> [WORK INSTRUCTIONS] Revise the following lines so that every occurrence of "even-odd rule" reads "nonzero winding rule", with everything else left unchanged.
-- START OF WORKING DATA --
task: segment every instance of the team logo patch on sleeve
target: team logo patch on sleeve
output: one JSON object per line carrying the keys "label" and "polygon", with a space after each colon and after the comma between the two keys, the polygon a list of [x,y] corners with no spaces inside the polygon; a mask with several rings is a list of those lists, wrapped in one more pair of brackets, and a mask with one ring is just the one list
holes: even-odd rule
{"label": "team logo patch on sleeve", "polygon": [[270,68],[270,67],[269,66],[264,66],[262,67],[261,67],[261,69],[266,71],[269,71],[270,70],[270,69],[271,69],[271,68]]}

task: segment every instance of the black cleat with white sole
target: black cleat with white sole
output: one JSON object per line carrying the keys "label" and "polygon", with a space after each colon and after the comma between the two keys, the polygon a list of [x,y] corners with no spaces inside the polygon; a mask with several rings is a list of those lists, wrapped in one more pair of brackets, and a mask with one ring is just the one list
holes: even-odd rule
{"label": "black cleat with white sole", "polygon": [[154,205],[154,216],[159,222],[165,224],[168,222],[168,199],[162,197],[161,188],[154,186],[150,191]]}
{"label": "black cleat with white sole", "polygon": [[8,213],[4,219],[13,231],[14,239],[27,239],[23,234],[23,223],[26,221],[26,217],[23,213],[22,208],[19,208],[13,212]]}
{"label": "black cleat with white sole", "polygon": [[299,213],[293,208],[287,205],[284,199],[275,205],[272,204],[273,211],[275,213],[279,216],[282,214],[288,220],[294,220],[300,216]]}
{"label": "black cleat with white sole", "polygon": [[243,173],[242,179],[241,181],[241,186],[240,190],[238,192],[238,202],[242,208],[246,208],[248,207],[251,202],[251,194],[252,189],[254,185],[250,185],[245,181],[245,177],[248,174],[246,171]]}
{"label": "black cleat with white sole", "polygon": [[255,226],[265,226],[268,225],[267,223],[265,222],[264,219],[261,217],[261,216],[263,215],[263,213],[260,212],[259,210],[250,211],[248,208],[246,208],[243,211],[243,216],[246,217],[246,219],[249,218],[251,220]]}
-- END OF WORKING DATA --
> [SOLUTION FOR THIS EXERCISE]
task: segment every instance of the team logo patch on sleeve
target: team logo patch on sleeve
output: one JSON object per line carrying the keys "label" and "polygon", with a space after each colon and after the comma between the two keys, the polygon a list of [x,y] corners with no spaces inside the polygon; a mask with several rings is a list of those lists, wrapped in one more pair of brackets, and a mask with one ring is just the one list
holes: nonzero winding rule
{"label": "team logo patch on sleeve", "polygon": [[270,68],[270,67],[269,66],[264,66],[262,67],[261,67],[261,69],[266,71],[269,71],[270,70],[270,69],[271,69],[271,68]]}

task: segment every instance of the black cleat with white sole
target: black cleat with white sole
output: one JSON object per line carrying the keys "label" and "polygon", with a space after each colon and after the comma between the two keys, the polygon a list of [x,y] corners with no spaces inside the polygon; a mask with several rings is a list of those lists, wrapped in one more pair of brackets, and a mask with one ring is just the one list
holes: nonzero winding rule
{"label": "black cleat with white sole", "polygon": [[154,205],[154,216],[159,222],[165,224],[168,222],[168,199],[162,197],[161,188],[154,186],[150,191]]}
{"label": "black cleat with white sole", "polygon": [[8,213],[4,219],[13,231],[14,239],[27,239],[23,234],[23,223],[26,221],[26,217],[23,213],[22,208],[19,208],[13,212]]}
{"label": "black cleat with white sole", "polygon": [[299,213],[293,208],[287,205],[284,199],[275,205],[272,204],[273,211],[275,213],[279,216],[282,214],[288,220],[294,220],[300,216]]}
{"label": "black cleat with white sole", "polygon": [[243,173],[242,179],[241,181],[241,186],[240,190],[238,192],[238,202],[242,208],[246,208],[248,207],[251,202],[251,194],[252,189],[254,185],[250,185],[245,181],[245,177],[248,174],[246,171]]}
{"label": "black cleat with white sole", "polygon": [[255,226],[265,226],[268,225],[267,223],[265,222],[264,219],[261,217],[261,216],[263,215],[263,213],[260,212],[259,210],[250,211],[248,208],[246,208],[243,211],[243,216],[246,217],[246,219],[249,218],[251,220]]}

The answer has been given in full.